**ACTIONS TO TAKE**
(a) In the abstract on analgesic use and ovarian cancer, how many ovarian cancer cases and matched controls were analyzed?
(b) Extend the abstract on analgesic use and ovarian cancer, starting after its final sentence.

EXTRACTED TEXT section start

Schildkraut, Joellen M.*†; Moorman, Patricia G.*†; Halabi, Susan; Calingaert, Brian*; Marks, Jeffrey R.§; Berchuck, Andrew

doi: 10.1097/01.ede.0000190538.55645.f8
Brief Report

Background: Previous epidemiologic research suggests that analgesic use may reduce the risk of ovarian cancer, although results are not consistent.

Methods: In a population-based, case–control study, we analyzed data from 586 ovarian cancer cases and 627 matched controls in North Carolina for the relationship between analgesic use and ovarian cancer risk. Logistic regression analysis was used to calculate odds ratios (ORs) and 95% confidence intervals (CIs) while adjusting for potential confounders.

Results: Use of any nonsteroidal antiinflammatory drugs, including aspirin, within 5 years of diagnosis/interview was found to be associated with a reduction in the risk of ovarian cancer (adjusted OR = 0.72; 95% CI = 0.56–0.92). For use of acetaminophen, the OR was 0.78 (95% CI = 0.56–1.08).

Conclusions: These data support an inverse relationship between the use of both nonsteroidal antiinflammatory drugs and acetaminophen and the risk of ovarian cancer.

EXTRACTED TEXT section end
DATA TO EXAMINE section start

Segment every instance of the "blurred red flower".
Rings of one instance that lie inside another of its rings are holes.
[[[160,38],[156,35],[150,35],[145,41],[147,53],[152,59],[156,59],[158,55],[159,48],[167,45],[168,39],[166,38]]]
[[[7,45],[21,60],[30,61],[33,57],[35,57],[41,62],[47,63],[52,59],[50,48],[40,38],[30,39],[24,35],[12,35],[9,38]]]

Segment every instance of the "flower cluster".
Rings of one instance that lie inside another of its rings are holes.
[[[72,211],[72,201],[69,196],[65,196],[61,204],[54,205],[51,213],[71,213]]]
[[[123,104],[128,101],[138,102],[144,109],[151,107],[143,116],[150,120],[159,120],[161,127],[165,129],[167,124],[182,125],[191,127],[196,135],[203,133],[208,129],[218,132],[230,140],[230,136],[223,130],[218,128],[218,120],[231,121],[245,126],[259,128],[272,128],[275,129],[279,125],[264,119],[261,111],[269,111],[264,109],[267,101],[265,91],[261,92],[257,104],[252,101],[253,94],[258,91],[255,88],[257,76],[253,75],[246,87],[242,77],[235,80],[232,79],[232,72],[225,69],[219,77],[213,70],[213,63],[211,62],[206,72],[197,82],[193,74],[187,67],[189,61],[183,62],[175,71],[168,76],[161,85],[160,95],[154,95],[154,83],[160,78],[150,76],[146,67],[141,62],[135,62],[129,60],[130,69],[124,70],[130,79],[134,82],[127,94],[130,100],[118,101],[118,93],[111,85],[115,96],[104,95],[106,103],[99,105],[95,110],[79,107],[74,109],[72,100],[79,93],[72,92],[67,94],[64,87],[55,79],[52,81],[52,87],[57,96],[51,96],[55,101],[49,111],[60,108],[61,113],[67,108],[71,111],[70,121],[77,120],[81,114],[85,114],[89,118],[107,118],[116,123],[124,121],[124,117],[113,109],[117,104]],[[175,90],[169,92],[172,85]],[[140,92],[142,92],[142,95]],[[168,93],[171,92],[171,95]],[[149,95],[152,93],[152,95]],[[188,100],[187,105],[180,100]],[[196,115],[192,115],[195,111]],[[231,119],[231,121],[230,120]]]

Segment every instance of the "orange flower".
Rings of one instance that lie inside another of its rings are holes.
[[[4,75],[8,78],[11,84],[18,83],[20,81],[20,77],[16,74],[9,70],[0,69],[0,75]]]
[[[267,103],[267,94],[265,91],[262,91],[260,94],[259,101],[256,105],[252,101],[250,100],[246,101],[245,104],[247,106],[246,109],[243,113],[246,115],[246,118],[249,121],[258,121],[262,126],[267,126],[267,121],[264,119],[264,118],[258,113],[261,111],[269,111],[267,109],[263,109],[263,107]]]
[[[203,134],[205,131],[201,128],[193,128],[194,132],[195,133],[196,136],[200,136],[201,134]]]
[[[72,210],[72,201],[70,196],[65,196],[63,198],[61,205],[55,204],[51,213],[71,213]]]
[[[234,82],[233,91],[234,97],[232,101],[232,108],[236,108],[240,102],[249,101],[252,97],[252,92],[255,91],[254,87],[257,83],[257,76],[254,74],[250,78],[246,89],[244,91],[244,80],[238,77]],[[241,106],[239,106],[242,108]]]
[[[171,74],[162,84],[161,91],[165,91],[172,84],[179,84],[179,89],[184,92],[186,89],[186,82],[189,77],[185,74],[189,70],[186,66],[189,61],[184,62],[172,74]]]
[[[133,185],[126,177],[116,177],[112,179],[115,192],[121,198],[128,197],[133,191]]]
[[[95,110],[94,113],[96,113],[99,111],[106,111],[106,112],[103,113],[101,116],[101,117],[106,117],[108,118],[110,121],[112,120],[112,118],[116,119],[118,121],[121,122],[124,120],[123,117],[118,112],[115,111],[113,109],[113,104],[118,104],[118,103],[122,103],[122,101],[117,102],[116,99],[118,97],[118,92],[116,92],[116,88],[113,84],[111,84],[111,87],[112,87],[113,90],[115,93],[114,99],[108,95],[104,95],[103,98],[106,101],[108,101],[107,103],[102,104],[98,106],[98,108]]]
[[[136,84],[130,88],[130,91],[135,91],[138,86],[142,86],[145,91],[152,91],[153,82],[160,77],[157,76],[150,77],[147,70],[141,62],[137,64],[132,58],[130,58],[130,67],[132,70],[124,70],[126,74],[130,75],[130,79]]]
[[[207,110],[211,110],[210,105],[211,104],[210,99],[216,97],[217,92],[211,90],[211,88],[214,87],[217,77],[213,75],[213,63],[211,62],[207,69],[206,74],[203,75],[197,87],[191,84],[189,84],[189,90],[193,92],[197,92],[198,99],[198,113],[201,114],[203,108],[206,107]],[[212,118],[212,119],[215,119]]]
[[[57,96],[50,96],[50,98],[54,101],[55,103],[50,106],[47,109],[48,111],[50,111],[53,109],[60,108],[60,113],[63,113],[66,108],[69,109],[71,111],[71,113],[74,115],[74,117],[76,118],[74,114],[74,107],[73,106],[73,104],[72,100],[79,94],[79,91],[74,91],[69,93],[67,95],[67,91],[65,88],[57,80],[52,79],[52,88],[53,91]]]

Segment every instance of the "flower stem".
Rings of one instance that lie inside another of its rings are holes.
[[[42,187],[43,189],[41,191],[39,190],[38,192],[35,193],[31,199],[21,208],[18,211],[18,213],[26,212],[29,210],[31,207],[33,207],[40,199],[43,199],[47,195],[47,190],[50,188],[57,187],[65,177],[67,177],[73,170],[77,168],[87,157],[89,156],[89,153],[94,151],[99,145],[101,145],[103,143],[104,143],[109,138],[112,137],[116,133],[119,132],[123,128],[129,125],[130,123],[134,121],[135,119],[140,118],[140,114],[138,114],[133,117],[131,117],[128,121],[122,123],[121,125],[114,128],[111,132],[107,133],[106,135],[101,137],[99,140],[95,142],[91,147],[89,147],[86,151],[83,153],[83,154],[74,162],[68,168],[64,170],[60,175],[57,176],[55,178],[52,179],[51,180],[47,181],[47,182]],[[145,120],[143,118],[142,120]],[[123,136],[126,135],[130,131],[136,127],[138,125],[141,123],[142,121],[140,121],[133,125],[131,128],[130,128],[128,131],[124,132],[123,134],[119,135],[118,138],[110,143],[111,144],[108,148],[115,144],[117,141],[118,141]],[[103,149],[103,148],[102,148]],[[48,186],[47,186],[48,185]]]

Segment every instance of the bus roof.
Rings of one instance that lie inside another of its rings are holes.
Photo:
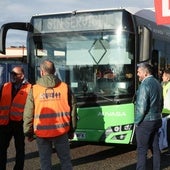
[[[42,14],[35,14],[33,17],[36,16],[44,16],[44,15],[60,15],[60,14],[76,14],[76,13],[86,13],[86,12],[97,12],[97,11],[111,11],[111,10],[126,10],[130,12],[131,14],[135,14],[136,12],[141,11],[139,8],[102,8],[102,9],[87,9],[87,10],[73,10],[73,11],[64,11],[64,12],[56,12],[56,13],[42,13]],[[142,9],[143,10],[143,9]],[[152,8],[147,8],[146,10],[152,10]]]
[[[139,16],[141,18],[148,19],[150,21],[155,22],[155,10],[154,8],[134,8],[134,7],[127,7],[127,8],[103,8],[103,9],[88,9],[88,10],[74,10],[74,11],[65,11],[65,12],[57,12],[57,13],[42,13],[42,14],[35,14],[32,17],[37,16],[46,16],[46,15],[62,15],[62,14],[76,14],[76,13],[86,13],[86,12],[97,12],[97,11],[118,11],[118,10],[125,10],[133,15]]]

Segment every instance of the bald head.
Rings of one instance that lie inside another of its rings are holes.
[[[55,73],[55,66],[54,63],[50,60],[44,60],[40,64],[41,75],[48,75]]]

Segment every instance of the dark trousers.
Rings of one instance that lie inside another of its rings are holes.
[[[0,126],[0,170],[6,170],[7,149],[12,137],[14,137],[16,149],[14,170],[24,169],[25,142],[23,122],[11,121],[6,126]]]
[[[170,119],[167,120],[167,141],[168,141],[168,151],[170,152]]]
[[[162,120],[143,121],[136,128],[137,166],[136,170],[146,170],[147,152],[151,149],[153,155],[153,170],[160,170],[160,149],[158,130]]]

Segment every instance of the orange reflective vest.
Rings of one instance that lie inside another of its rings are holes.
[[[61,82],[54,88],[33,86],[34,133],[38,137],[56,137],[70,129],[68,87]]]
[[[28,92],[31,84],[23,84],[12,100],[12,83],[5,83],[0,100],[0,125],[7,125],[9,120],[21,121]]]

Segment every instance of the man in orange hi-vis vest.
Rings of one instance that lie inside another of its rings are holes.
[[[41,170],[51,169],[54,146],[62,170],[72,170],[69,138],[76,128],[76,102],[66,83],[55,76],[50,60],[40,64],[41,78],[33,85],[24,109],[24,133],[36,136]]]
[[[23,170],[25,156],[23,111],[31,84],[24,78],[21,66],[12,69],[10,78],[11,82],[2,86],[0,95],[0,170],[6,170],[7,149],[12,137],[16,149],[14,170]]]

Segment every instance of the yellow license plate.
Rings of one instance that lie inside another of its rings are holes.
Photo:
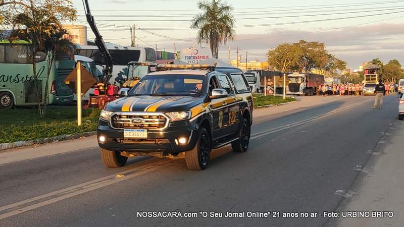
[[[147,138],[147,129],[124,129],[124,138]]]

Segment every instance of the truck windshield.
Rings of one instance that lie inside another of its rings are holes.
[[[366,84],[365,85],[365,87],[375,87],[376,84]]]
[[[140,79],[148,73],[148,66],[129,65],[128,70],[128,79]]]
[[[249,84],[255,84],[257,82],[256,77],[254,74],[244,74],[244,75],[245,76],[245,78],[247,79],[247,81],[248,82]]]
[[[301,83],[301,78],[300,77],[289,77],[289,79],[290,80],[290,83]]]
[[[147,75],[129,91],[129,96],[199,96],[203,93],[204,79],[191,75]]]

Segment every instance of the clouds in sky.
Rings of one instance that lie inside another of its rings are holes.
[[[245,50],[248,50],[251,53],[250,60],[257,58],[263,61],[266,61],[269,49],[282,43],[296,42],[304,39],[324,42],[329,52],[346,61],[348,67],[352,69],[357,68],[363,62],[376,58],[380,58],[385,63],[395,59],[404,63],[404,42],[402,41],[404,24],[382,23],[318,32],[319,30],[322,29],[276,29],[266,34],[239,34],[236,36],[236,41],[228,45],[232,47],[240,47],[244,54]],[[189,43],[177,43],[178,49],[189,45]],[[172,44],[161,46],[172,49]],[[232,50],[232,58],[235,59],[234,52]],[[226,48],[222,48],[220,58],[227,60],[227,54]]]

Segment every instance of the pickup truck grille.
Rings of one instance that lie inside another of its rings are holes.
[[[115,129],[161,130],[168,126],[169,119],[161,113],[119,112],[111,117]]]
[[[291,92],[298,92],[300,91],[300,84],[290,83],[289,84],[289,91]]]

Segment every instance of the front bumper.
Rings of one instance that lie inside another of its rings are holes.
[[[375,94],[375,91],[365,90],[365,91],[363,91],[363,92],[364,95],[374,95]]]
[[[191,150],[196,143],[199,133],[197,125],[188,121],[170,123],[167,129],[161,131],[148,130],[147,139],[125,139],[123,129],[113,129],[104,121],[99,121],[97,128],[97,138],[102,136],[106,138],[104,142],[98,140],[102,148],[120,152],[159,152],[164,155]],[[179,137],[187,138],[187,143],[179,144]]]

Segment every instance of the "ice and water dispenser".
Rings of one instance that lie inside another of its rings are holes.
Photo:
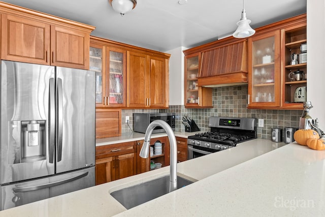
[[[14,140],[13,164],[46,159],[45,120],[12,121],[10,137]]]

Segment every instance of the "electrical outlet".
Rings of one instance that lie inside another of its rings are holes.
[[[258,119],[258,127],[261,128],[264,127],[264,119]]]

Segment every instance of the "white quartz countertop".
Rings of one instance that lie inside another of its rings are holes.
[[[175,136],[187,138],[189,136],[192,136],[197,133],[203,133],[203,131],[198,131],[192,133],[174,132]],[[131,132],[124,133],[122,134],[121,136],[114,137],[104,138],[103,139],[96,139],[96,146],[111,145],[112,144],[121,143],[122,142],[132,142],[136,140],[142,140],[144,139],[144,133]],[[166,133],[153,133],[151,134],[151,138],[161,137],[162,136],[167,136]]]
[[[180,163],[179,175],[198,181],[129,210],[110,192],[167,174],[169,167],[0,216],[325,216],[325,151],[295,142],[276,149],[283,144],[257,139]]]

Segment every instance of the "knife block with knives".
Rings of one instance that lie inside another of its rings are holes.
[[[182,123],[185,126],[185,132],[192,132],[200,131],[194,120],[189,117],[188,115],[184,115],[182,119]]]

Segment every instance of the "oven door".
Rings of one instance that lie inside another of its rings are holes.
[[[199,158],[212,153],[218,151],[217,150],[207,148],[195,145],[187,145],[188,160]]]

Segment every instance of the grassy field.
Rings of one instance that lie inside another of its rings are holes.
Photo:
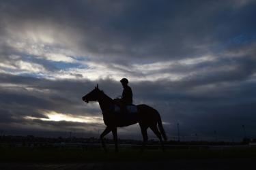
[[[30,148],[25,147],[0,148],[0,161],[5,162],[111,162],[111,161],[168,161],[179,159],[256,158],[256,148],[225,149],[169,149],[160,150],[120,148],[115,153],[101,149],[83,150],[81,148]]]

DATA TO EXAMINE section end

**RESULTS**
(a) 586 ovarian cancer cases and 627 matched controls.

(b)
From the *Duke Comprehensive Cancer Center, Cancer Prevention, Detection and Control Research Program, the †Department of Community and Family Medicine, the ‡Department of Biostatistics and Bioinformatics, the §Department of Experimental Surgery, and ¶Gynecology/Division of Gynecologic Oncology, Duke University Medical Center, Durham, North Carolina.

Submitted 29 December 2004; accepted 14 July 2005.

Supported by the National Institutes of Health (grant no. 1-R01-CA76016) and the Department of Defense (DOD) (grant no. DAMD17-02-1-0666).

Correspondence: Joellen M. Schildkraut, Duke University Medical Center, Box 2949, Durham NC 27710. E-mail:

Inhibition of cyclooxygenase (COX)-1 and COX-2 enzymes in the synthesis of prostaglandins is thought to be the major mechanism responsible for the antiinflammatory and antineoplastic effects of nonsteroidal antiinflammatory drugs (NSAIDs).1 In addition, NSAIDs may suppress ovulation and affect cell proliferation, angiogenesis, and apoptosis of the epithelium.2–6 Acetaminophen, another commonly used analgesic, has weak antiinflammatory activity and may have an antigonadotrophic effect.7,8 It has also been proposed that acetaminophen inhibits ovarian carcinogenesis through the depletion of glutathione leading to necrosis.9

Several studies have described an association between aspirin or other NSAID use and the risk of ovarian cancer, with some reporting a reduction in risk10–12 and others finding no association.7,13,14 Furthermore, 3 studies have reported an inverse relationship between ovarian cancer and acetaminophen use7,14,15 and 2 did not.10,16 No previous study has specifically examined an association between COX-2 inhibitors and ovarian cancer.

We explored the relationship between analgesic use and epithelial ovarian cancer in a case–control study.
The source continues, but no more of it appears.